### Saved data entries
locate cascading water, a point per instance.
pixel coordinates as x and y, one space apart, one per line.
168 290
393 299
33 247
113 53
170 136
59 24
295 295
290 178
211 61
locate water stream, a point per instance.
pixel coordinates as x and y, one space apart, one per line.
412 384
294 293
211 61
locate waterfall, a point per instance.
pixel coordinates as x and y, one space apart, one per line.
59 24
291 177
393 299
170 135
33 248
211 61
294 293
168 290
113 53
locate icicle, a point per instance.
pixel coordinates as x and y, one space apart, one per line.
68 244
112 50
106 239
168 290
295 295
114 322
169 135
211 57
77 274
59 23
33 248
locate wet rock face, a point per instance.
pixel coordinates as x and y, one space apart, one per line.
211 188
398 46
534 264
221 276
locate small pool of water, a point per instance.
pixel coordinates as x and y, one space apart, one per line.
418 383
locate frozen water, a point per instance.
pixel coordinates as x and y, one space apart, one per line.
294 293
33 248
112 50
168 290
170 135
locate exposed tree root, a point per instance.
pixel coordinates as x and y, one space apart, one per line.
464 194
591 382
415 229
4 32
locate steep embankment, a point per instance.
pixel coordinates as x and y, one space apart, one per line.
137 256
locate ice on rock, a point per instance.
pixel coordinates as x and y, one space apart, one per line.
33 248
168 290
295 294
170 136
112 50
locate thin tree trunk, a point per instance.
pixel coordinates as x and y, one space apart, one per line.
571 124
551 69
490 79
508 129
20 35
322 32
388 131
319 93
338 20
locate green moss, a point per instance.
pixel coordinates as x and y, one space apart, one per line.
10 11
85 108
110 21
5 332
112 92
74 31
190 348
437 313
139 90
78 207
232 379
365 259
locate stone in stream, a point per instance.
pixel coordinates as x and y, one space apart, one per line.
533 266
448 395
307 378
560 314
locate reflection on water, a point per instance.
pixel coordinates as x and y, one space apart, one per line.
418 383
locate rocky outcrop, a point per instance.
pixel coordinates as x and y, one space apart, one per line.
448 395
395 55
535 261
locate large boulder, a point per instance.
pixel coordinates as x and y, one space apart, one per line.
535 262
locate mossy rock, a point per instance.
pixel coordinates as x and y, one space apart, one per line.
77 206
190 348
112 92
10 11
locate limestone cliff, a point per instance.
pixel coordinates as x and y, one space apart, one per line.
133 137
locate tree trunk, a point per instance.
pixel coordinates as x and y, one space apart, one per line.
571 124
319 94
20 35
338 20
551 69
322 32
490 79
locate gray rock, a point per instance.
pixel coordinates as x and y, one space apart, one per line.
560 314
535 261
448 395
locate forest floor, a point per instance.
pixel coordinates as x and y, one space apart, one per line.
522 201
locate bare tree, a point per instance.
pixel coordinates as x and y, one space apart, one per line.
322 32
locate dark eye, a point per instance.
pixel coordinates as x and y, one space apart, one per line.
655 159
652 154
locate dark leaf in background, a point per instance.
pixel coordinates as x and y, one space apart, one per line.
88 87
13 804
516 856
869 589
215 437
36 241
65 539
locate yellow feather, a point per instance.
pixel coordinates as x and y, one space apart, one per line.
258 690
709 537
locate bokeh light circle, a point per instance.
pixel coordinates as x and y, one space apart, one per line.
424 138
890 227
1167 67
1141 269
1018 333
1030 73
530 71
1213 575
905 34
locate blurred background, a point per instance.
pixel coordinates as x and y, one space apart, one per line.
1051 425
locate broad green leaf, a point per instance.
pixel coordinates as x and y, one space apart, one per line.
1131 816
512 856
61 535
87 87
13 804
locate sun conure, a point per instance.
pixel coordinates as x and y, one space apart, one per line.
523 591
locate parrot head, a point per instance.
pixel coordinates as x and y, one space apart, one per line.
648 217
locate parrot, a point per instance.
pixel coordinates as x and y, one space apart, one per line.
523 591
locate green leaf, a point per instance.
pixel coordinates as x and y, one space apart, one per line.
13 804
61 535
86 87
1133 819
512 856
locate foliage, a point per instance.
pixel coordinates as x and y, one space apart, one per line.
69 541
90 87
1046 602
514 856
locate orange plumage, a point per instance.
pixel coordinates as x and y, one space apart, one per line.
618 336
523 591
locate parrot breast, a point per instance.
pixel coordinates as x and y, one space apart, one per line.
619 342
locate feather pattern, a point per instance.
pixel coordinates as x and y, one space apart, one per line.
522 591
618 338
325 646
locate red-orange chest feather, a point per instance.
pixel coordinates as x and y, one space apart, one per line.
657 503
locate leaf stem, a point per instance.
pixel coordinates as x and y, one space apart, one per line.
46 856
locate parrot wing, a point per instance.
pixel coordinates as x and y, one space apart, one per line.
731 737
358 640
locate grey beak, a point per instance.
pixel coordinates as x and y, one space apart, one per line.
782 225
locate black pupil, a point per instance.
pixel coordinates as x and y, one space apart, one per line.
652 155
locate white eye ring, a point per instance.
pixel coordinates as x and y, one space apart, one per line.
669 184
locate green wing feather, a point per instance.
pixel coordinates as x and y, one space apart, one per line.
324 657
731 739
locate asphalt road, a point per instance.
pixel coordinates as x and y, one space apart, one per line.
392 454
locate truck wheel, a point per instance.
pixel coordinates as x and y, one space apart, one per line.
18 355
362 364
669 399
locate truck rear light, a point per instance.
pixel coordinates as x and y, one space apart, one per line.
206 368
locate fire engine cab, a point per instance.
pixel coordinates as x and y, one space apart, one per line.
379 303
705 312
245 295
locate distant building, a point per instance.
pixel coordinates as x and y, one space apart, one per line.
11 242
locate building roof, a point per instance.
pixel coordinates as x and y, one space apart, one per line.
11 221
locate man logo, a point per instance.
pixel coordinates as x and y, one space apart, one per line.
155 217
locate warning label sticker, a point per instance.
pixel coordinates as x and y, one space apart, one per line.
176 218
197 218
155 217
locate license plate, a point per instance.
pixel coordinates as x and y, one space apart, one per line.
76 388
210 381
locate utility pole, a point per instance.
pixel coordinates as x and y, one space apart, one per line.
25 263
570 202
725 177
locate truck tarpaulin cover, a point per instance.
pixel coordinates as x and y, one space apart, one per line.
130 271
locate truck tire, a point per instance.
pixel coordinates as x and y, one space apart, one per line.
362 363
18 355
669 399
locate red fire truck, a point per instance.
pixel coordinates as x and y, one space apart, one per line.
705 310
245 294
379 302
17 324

### What this task involves
Take the line with "locate truck wheel, a point per instance." and all lines after it to the last line, and reproduce them exactly.

### Response
locate truck wheel, a point per instance.
pixel coordinates as x and y, one space apart, one per line.
18 355
362 364
669 399
locate truck rear light, a point per instance.
pixel coordinates as x and y, one space apart, one per line.
206 368
locate fire engine cab, a point per instance.
pixel coordinates as x and y, one space apart, one per line.
379 303
705 312
245 295
locate distant building, a point per instance.
pixel coordinates as x and y, one space apart, one per line.
11 242
locate building roof, a point per instance.
pixel coordinates as x and y, one space apart, one per line.
11 221
locate man logo, a point per instance.
pixel coordinates as x and y, one space apart, one per line.
155 217
locate warning label sticker, a point per instance.
pixel coordinates as x and y, one space apart, one per line.
176 218
197 218
155 217
locate license plate, a point per instance.
pixel coordinates as x and y, one space apart, one per line.
76 388
210 381
locate utility pole, a point per instance.
pixel coordinates as x and y, one space apart, one per line.
25 263
570 202
725 177
locate truck tarpaulin cover, a point per instance.
pixel coordinates as x and y, one space apart, one per line.
130 271
locate truck tire, a point per instance.
pixel coordinates as x and y, one space apart, one per line.
362 363
18 355
669 399
locate red fire truck, a point per instance.
pixel coordinates as x and y, one space apart, one per line.
705 310
245 294
379 302
17 324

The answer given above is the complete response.